■ TASK GOAL
Please transcribe the entries that follow exactly as they stand, skipping each picture.
DATA EXTRACTS START
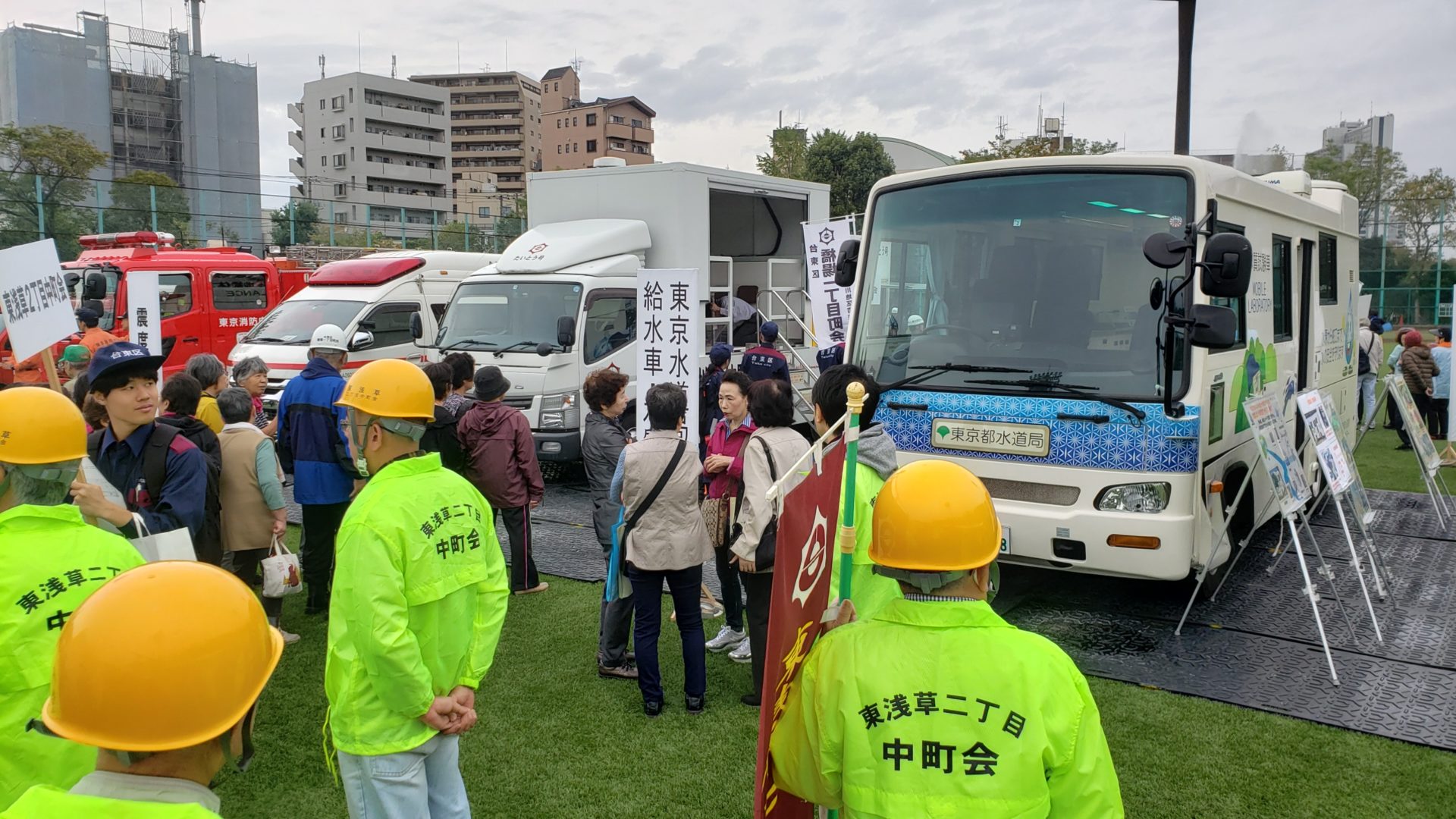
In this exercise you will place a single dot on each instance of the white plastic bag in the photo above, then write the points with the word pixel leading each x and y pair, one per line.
pixel 281 572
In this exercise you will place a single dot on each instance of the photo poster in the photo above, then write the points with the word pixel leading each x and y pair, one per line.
pixel 670 340
pixel 1414 425
pixel 1329 449
pixel 829 302
pixel 1277 452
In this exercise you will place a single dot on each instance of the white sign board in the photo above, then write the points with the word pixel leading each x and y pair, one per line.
pixel 145 311
pixel 1280 460
pixel 829 300
pixel 670 338
pixel 36 306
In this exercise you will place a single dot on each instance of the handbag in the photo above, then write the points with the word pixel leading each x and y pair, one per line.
pixel 281 572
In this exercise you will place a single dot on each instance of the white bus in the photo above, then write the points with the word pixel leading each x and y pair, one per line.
pixel 1056 362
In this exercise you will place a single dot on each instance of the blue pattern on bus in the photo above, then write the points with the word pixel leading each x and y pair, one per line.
pixel 1156 445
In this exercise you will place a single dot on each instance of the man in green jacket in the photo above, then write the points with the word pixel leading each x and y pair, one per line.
pixel 50 561
pixel 419 595
pixel 935 706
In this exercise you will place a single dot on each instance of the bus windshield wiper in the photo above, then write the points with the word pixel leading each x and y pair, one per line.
pixel 1079 391
pixel 937 369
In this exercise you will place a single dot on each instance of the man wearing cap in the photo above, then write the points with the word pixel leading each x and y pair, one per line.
pixel 52 561
pixel 312 447
pixel 92 335
pixel 764 362
pixel 161 474
pixel 194 651
pixel 417 610
pixel 937 706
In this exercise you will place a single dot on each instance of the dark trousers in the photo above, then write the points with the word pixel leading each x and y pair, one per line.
pixel 615 629
pixel 761 592
pixel 321 526
pixel 647 596
pixel 517 521
pixel 731 592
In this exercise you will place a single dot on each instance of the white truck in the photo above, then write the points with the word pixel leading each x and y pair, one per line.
pixel 563 299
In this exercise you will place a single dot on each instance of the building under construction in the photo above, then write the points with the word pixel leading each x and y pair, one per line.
pixel 150 99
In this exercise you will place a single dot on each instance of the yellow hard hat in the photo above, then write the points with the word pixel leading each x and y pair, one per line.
pixel 934 516
pixel 391 388
pixel 165 656
pixel 39 426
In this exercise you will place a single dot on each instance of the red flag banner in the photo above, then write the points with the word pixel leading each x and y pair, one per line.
pixel 801 572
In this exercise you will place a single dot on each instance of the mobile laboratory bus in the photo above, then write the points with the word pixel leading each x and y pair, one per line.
pixel 1095 392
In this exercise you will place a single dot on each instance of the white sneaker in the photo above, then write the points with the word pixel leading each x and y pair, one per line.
pixel 727 639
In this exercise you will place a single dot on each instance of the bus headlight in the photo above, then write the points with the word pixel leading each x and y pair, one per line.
pixel 1134 497
pixel 561 411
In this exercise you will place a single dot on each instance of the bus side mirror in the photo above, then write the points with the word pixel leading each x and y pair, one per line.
pixel 1228 260
pixel 848 264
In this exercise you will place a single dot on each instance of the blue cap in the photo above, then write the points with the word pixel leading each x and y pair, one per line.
pixel 121 354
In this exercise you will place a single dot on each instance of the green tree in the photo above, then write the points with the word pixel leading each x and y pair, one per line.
pixel 305 218
pixel 849 167
pixel 63 161
pixel 131 205
pixel 1370 174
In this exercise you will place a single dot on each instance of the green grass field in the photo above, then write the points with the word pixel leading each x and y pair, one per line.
pixel 557 741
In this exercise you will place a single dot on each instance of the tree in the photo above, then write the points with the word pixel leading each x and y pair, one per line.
pixel 131 205
pixel 786 153
pixel 305 219
pixel 849 167
pixel 1370 174
pixel 63 161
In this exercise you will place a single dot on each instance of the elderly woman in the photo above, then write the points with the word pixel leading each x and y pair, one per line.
pixel 251 373
pixel 657 484
pixel 770 452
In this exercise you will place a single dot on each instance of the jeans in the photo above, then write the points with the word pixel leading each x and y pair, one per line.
pixel 647 595
pixel 615 629
pixel 731 592
pixel 1367 398
pixel 517 521
pixel 419 783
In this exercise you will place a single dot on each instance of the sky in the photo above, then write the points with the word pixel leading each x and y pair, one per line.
pixel 934 72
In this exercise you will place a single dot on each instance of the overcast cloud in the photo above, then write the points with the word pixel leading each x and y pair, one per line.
pixel 934 72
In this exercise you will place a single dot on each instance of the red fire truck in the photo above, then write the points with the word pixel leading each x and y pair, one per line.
pixel 210 297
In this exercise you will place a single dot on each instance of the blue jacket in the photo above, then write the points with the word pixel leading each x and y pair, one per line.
pixel 310 436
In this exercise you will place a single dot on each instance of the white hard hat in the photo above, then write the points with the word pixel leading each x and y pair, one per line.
pixel 328 337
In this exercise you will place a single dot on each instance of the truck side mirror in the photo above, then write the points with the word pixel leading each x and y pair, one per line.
pixel 848 264
pixel 1228 260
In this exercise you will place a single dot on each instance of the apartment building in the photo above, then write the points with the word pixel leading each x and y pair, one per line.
pixel 373 150
pixel 494 124
pixel 579 131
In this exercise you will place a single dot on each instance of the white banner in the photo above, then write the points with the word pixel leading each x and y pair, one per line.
pixel 145 311
pixel 830 302
pixel 34 299
pixel 670 338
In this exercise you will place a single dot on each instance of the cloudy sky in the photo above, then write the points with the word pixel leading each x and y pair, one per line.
pixel 935 72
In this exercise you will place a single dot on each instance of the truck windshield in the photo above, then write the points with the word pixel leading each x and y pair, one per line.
pixel 294 321
pixel 494 315
pixel 1037 271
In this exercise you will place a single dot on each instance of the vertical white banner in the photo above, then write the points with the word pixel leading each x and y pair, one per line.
pixel 670 338
pixel 145 311
pixel 829 302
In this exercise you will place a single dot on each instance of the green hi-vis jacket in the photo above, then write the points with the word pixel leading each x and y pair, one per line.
DATA EXTRACTS END
■ YOUR SOLUTION
In this exercise you will place a single dot on each instance of the white plastic bag in the photo above, then write the points with the word pixel leading each x and y pair, one per line.
pixel 281 572
In this exercise you will place a single dot on each instance of the photo poster in the photo above, then write the points with the word pixel leading each x and y pair, one per line.
pixel 670 340
pixel 1414 425
pixel 1329 449
pixel 829 302
pixel 1277 452
In this exercise you will place a single dot on each instance of the white sign board in the photo above, then write the points with the word pixel leading each x and y pair, one per line.
pixel 145 311
pixel 1280 460
pixel 829 300
pixel 670 338
pixel 36 306
In this exercise you will place a single dot on each instance of the handbag in the photo above, then write the points with the word pixel leading each x and y pair, one per line.
pixel 281 572
In this exercise you will place a single dot on each instance of the white bus in the photo above, then write the points with the word pixel leading each x and y pair, one per line.
pixel 1056 362
In this exercise you will place a single dot on each instance of the blue pattern on bus in the photo above, then write the points with the word pixel leading each x and y pair, one per line.
pixel 1156 445
In this exercise you will place a single dot on each instance of the man in green jacket in the photo above, then write the points with the word pixel leading each x and y pair, one per line.
pixel 50 561
pixel 419 595
pixel 935 706
In this exercise you will place a single dot on each instance of the bus windshield wiper in the photo above, then write the points with the word pixel leading each x and y pair, one per line.
pixel 1079 391
pixel 937 369
In this exercise you will place a single dot on each instance of the man wearing cap in the photo above, then write the points with the word pixel leading each x and y pair, one per line.
pixel 52 561
pixel 312 447
pixel 92 335
pixel 764 362
pixel 161 474
pixel 194 651
pixel 417 610
pixel 937 706
In this exercise you will place a single dot on each instance of the dark trousers in the photo above, then write the points with the word pixel leading each x and y pair, one per line.
pixel 615 629
pixel 761 592
pixel 321 526
pixel 647 596
pixel 517 521
pixel 731 592
In this exercise you will place a single dot on each instance of the white truck in the photo above, then write the points with the word pixel leading each x and y pair, one per line.
pixel 563 299
In this exercise you will place a single dot on each instance of the building under construction in the photo above, then write the points with the word pixel leading each x and y pair, one per line.
pixel 150 99
In this exercise you will place a single dot on each instance of the yellow hard hat in the photo above, then write the points with the word pixel leading each x and y pair, one per line.
pixel 934 516
pixel 391 388
pixel 165 656
pixel 39 426
In this exercise you will place a single dot on each instance of the red flag banner in the photo above, then write the points with the word pixel leading each x and y pair, one per line.
pixel 801 572
In this exercise you will place a single dot on each instance of the mobile laboratory bus in the photo above, then write the points with the word pixel leading each x and y pair, one per line.
pixel 1095 392
In this exercise you will place a single dot on each instance of the white sneaker in the photo above, then write the points with the word pixel leading each x and y pair, one per line.
pixel 727 639
In this exercise you will place a single dot on each instance of the bus headlight in the photo above, then write the points with the word pixel leading each x and y pair, one per line.
pixel 1134 497
pixel 561 411
In this exercise you will place a single dot on each instance of the bus side mirror in the photo above, then write the points with the word pixel leading each x and y pair, one per line.
pixel 1228 260
pixel 848 264
In this exercise you will place a single dot on each instance of the blue cap in the photo above, then write the points with the word pixel leading each x and y pair, one per line.
pixel 121 354
In this exercise you will place a single dot on each instance of the green tree in the photo above, then write the points with the word pixel leading each x and y pair, one per line.
pixel 305 218
pixel 849 167
pixel 63 161
pixel 131 205
pixel 1370 174
In this exercise you will place a single dot on each instance of the green grass field in the photo above, then write the points with the word pixel leading each x and y pair, one per line.
pixel 557 741
In this exercise you will place a single dot on each instance of the tree in the photo above, then write the points with the word pixel leading each x and y pair, one per line.
pixel 131 205
pixel 786 153
pixel 305 219
pixel 849 167
pixel 1370 174
pixel 63 161
In this exercise you will place a single dot on each instance of the elderly woman in the photo above, then write the points with the word pixel leading each x and y pair, one per line.
pixel 251 373
pixel 657 484
pixel 770 452
In this exercise you will place a single dot on each instance of the jeans in the photo above, then write the points with the word pixel leading each x and y pair, one per line.
pixel 647 595
pixel 615 629
pixel 731 592
pixel 1367 398
pixel 517 521
pixel 419 783
In this exercise you will place a single dot on each instance of the sky in the photo above, then write the points with the word pixel leading each x and y pair, one per line.
pixel 934 72
In this exercise you will place a single dot on each instance of the overcast cloud in the photo above, then write the points with the word pixel leading each x and y pair, one per line.
pixel 934 72
In this exercise you will place a single dot on each instance of the red fire truck in the photo above, then write the points with the word pixel leading each x and y pair, one per line.
pixel 210 297
In this exercise you will place a single dot on each instance of the blue jacket in the photo above, then write the points with the word pixel leading each x and y pair, one per line.
pixel 310 436
In this exercise you will place a single dot on each instance of the white hard hat in the photo above, then write the points with the word pixel leading each x and y pair, one per line.
pixel 328 337
In this exercise you will place a single dot on each instance of the truck side mirror in the photo above, then write the points with the word pixel leading each x and y pair, one per line.
pixel 848 264
pixel 1228 260
In this exercise you will place a single dot on each instance of the apartment building in the photo above, then write the points with the word pixel leading each x and y pair, one per line.
pixel 373 150
pixel 494 124
pixel 579 131
In this exercise you will place a single dot on each instance of the white banner in the photo above, then write the points with the word pixel leading each x and y pair, one per line.
pixel 145 311
pixel 830 302
pixel 34 299
pixel 670 338
In this exercise you will place a single dot on each instance of the cloudy sky in the photo above, then write the points with the word pixel leading each x and y pair, one per line.
pixel 935 72
In this exercise you will place a single dot on each instance of the truck windshield in the photo above, then write the points with the word pixel leading each x and y pair, one per line.
pixel 294 321
pixel 494 315
pixel 1037 271
In this exercise you will place a single dot on each instance of the vertical white banner in the photo above, then write the points with the word pixel leading each x and y pair, one per line.
pixel 670 338
pixel 145 311
pixel 829 302
In this exercise you will place a single dot on each instance of the green hi-vis jacket in the photo above, then write the points with the word pixel leading each x and y pair, one per line.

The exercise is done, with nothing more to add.